* _Work instructions_
How many lines in the listing below contain the string "green"? Say only the number.

* _Listed entries_
-------

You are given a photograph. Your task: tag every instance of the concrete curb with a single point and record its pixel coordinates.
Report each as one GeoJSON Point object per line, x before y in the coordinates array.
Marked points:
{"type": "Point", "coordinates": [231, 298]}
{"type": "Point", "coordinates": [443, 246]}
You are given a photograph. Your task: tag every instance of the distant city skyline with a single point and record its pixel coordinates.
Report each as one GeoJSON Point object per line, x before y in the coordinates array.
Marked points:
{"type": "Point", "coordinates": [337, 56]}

-------

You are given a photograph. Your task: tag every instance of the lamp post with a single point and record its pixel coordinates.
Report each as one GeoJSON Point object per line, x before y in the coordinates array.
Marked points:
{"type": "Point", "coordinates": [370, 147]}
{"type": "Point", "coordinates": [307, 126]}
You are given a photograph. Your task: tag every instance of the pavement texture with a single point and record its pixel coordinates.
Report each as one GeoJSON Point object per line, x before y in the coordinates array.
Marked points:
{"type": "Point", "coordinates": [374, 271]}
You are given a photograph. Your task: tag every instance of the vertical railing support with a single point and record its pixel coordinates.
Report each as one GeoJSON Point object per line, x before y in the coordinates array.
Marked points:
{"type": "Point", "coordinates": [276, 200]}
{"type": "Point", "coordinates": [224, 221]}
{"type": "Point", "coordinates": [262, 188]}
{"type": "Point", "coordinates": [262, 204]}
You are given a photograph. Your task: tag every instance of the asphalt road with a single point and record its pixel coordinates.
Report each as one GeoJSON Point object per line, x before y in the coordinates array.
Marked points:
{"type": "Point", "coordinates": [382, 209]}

-------

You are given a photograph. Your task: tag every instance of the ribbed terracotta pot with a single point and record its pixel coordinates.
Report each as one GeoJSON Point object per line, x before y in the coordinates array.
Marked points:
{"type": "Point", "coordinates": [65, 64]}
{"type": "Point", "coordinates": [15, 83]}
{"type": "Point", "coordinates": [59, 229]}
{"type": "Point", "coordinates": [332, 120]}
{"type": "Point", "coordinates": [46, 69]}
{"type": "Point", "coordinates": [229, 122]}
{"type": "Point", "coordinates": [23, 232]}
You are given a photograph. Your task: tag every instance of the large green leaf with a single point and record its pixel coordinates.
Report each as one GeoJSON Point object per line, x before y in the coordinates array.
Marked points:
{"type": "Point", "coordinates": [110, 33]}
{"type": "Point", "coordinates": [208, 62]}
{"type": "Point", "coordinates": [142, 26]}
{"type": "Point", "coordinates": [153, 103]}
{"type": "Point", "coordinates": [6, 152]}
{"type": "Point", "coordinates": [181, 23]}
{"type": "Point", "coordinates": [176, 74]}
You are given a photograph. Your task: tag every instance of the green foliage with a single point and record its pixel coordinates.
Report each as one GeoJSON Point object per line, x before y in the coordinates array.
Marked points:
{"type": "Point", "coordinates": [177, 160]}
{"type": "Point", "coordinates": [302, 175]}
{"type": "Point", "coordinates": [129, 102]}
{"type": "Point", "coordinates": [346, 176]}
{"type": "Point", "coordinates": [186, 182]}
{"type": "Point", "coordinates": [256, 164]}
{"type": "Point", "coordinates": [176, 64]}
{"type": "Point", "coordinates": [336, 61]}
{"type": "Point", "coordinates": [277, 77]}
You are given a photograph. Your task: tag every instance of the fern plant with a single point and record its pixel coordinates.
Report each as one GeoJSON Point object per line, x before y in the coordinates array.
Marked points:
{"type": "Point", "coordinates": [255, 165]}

-------

* _Written solution_
2